Return the lines of the records below, from the line containing "Put a single dot on each instance of the small" through the end of the records, as a JSON list of strings with one string per line, skipping blank lines. Include both the starting and final lines.

-- start of DATASET --

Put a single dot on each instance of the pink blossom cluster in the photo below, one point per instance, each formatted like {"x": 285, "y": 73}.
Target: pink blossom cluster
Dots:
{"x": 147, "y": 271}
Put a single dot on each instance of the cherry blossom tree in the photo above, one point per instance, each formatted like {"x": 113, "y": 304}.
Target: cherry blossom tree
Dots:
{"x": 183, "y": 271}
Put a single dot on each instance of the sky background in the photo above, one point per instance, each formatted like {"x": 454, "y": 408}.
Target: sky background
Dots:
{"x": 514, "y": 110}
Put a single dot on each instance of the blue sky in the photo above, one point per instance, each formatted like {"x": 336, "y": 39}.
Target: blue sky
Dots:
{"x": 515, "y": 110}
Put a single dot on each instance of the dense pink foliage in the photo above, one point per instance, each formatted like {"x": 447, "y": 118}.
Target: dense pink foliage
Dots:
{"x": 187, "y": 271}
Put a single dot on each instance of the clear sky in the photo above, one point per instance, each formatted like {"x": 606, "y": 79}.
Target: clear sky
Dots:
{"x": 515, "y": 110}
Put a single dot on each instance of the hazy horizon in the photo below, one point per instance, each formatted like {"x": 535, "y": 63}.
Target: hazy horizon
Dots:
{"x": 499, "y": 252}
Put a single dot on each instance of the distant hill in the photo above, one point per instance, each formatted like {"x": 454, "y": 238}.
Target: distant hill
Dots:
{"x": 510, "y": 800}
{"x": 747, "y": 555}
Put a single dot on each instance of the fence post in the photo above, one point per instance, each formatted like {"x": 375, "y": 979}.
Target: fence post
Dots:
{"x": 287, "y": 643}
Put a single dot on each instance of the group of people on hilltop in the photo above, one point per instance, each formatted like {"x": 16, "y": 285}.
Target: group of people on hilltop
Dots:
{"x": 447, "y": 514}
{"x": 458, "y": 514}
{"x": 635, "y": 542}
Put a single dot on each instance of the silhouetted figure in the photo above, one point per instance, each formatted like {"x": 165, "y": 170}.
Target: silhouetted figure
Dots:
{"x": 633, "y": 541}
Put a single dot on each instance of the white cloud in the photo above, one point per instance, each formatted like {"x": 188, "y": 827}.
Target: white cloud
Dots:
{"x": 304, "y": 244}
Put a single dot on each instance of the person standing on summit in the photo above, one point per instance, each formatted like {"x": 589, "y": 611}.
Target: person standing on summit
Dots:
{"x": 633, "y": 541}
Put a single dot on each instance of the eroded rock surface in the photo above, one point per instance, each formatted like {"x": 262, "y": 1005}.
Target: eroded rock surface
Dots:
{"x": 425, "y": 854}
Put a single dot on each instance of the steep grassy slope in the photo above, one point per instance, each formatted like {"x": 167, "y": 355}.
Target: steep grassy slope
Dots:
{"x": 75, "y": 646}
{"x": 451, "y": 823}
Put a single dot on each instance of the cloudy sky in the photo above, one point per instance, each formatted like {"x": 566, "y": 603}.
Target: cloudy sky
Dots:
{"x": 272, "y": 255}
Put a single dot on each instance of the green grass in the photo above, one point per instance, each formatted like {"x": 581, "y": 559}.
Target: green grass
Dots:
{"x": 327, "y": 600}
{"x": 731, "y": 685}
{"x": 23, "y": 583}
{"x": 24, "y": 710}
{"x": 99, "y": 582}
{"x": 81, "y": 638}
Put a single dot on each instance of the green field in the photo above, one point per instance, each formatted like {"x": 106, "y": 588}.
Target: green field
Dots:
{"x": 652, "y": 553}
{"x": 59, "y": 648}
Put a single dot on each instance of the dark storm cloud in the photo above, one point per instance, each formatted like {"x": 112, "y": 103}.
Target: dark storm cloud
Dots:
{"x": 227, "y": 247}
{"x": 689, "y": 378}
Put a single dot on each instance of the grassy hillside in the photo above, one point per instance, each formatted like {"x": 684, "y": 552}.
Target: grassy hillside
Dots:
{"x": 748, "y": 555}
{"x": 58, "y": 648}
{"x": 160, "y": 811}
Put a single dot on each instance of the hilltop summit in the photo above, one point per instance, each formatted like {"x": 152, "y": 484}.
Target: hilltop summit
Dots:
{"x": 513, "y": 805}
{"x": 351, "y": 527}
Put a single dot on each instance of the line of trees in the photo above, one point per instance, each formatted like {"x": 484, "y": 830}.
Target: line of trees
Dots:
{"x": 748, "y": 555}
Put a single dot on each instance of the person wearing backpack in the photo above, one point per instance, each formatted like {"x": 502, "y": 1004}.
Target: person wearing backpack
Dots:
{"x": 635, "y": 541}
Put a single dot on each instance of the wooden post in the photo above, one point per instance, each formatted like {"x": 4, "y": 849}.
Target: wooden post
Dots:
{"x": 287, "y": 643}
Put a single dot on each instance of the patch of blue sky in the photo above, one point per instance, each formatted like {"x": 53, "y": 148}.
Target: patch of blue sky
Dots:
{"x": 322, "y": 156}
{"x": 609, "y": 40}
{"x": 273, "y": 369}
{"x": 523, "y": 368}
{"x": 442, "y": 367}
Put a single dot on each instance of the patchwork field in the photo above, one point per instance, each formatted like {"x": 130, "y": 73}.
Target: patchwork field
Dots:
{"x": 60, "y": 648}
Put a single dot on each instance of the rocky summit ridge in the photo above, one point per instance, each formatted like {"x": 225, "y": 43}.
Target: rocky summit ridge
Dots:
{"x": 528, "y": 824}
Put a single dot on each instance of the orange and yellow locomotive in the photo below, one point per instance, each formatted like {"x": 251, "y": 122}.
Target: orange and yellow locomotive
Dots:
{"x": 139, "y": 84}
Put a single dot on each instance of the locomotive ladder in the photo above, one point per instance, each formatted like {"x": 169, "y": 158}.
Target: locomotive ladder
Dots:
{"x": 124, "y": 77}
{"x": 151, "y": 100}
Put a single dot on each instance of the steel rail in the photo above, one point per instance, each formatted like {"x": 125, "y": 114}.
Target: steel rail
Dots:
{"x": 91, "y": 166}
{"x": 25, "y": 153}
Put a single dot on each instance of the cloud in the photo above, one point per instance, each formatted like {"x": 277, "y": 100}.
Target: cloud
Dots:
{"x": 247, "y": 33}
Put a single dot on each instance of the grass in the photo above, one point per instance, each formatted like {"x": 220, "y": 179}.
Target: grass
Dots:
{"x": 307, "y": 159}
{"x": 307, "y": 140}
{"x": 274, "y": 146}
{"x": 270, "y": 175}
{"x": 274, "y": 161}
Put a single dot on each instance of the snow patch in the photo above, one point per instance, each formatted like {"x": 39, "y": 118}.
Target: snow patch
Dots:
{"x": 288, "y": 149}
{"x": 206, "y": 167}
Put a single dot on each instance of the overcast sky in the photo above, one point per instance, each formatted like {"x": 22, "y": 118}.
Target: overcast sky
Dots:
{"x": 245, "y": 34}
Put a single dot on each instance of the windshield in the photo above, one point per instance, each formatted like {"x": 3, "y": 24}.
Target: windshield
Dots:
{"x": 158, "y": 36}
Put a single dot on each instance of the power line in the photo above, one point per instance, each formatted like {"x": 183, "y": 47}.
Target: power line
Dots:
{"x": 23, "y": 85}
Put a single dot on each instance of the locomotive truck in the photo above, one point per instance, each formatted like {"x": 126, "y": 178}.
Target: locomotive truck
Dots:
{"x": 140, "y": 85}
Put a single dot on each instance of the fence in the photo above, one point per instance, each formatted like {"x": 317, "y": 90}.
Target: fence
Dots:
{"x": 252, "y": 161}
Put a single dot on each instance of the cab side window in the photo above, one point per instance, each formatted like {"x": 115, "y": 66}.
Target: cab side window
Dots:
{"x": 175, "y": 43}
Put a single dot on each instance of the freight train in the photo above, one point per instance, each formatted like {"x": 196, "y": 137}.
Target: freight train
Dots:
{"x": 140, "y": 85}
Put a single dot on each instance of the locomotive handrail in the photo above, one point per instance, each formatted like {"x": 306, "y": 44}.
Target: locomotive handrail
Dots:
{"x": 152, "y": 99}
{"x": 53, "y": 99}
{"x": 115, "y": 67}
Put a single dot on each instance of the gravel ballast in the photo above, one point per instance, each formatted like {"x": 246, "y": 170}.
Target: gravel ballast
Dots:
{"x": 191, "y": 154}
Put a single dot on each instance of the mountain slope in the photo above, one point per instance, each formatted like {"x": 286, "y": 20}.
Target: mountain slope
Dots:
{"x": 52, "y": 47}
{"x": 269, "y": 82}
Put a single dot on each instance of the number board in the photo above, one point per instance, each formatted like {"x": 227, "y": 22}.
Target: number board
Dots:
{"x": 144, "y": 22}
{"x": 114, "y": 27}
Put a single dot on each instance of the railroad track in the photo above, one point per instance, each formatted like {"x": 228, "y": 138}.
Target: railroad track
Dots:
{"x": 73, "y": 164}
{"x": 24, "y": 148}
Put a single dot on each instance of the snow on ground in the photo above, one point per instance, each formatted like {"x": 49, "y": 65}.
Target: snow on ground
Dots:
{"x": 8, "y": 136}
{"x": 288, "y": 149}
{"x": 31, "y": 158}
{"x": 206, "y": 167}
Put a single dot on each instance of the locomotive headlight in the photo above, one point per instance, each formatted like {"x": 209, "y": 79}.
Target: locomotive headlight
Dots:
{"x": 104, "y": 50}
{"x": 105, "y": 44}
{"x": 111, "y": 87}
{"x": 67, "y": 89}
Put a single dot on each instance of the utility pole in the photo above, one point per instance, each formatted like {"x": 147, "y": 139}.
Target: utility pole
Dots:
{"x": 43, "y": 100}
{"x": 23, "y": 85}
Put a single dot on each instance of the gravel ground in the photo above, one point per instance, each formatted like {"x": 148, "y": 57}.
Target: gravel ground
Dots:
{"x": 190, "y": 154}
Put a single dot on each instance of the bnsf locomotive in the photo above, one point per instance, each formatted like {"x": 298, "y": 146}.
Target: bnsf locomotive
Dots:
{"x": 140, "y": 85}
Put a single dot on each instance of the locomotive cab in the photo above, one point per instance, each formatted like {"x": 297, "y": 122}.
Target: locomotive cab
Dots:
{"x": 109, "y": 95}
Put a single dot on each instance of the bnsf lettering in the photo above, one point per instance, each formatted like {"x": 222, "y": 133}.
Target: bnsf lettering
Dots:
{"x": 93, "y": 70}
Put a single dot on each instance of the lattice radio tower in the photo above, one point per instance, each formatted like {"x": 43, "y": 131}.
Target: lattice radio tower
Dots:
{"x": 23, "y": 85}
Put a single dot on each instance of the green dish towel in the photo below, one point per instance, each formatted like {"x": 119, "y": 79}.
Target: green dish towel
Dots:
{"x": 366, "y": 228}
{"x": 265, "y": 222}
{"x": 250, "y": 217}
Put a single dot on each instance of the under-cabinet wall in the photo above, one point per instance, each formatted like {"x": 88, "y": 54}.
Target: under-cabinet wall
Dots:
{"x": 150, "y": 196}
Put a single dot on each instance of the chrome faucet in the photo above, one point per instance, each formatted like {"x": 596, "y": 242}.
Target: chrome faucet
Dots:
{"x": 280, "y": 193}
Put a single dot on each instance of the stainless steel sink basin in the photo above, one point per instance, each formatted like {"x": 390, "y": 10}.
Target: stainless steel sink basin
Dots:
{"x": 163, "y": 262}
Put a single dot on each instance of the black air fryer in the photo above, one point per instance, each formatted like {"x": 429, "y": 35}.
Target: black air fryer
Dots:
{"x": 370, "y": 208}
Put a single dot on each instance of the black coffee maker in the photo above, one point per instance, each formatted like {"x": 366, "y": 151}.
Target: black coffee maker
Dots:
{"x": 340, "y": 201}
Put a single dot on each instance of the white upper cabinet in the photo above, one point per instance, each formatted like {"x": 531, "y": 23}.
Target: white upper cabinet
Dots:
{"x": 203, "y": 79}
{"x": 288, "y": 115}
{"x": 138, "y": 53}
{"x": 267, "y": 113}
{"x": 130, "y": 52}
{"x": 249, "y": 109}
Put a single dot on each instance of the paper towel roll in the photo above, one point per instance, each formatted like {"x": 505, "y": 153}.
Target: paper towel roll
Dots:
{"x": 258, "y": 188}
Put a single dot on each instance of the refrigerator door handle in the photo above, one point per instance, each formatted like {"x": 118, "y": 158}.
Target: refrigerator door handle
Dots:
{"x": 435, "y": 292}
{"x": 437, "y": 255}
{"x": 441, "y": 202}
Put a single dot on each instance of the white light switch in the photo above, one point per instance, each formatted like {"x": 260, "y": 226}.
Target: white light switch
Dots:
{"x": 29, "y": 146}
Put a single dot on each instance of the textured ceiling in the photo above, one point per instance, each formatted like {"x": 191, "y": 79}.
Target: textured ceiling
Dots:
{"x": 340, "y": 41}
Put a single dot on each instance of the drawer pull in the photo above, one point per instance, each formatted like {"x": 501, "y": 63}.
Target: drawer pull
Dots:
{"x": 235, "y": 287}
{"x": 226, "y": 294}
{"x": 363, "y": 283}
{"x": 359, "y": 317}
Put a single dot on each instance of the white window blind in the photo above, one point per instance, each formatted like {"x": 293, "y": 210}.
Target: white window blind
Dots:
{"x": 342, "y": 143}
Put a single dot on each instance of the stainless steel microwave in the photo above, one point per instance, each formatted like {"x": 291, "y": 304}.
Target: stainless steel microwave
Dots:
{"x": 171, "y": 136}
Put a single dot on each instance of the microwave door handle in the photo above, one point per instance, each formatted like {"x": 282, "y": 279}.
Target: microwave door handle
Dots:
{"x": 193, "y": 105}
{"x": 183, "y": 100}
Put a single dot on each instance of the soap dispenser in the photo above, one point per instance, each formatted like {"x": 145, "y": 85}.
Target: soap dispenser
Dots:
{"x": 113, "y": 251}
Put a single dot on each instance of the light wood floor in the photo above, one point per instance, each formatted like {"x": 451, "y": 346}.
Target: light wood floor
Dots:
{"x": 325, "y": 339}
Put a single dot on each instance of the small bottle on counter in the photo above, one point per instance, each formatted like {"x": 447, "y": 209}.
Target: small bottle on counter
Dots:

-- end of DATASET --

▸ **ANSWER BELOW**
[
  "Put a single dot on each instance of the small bottle on counter in the photo above, one point per instance, each formatted like {\"x\": 447, \"y\": 209}.",
  "Target: small bottle on counter",
  "Dots:"
]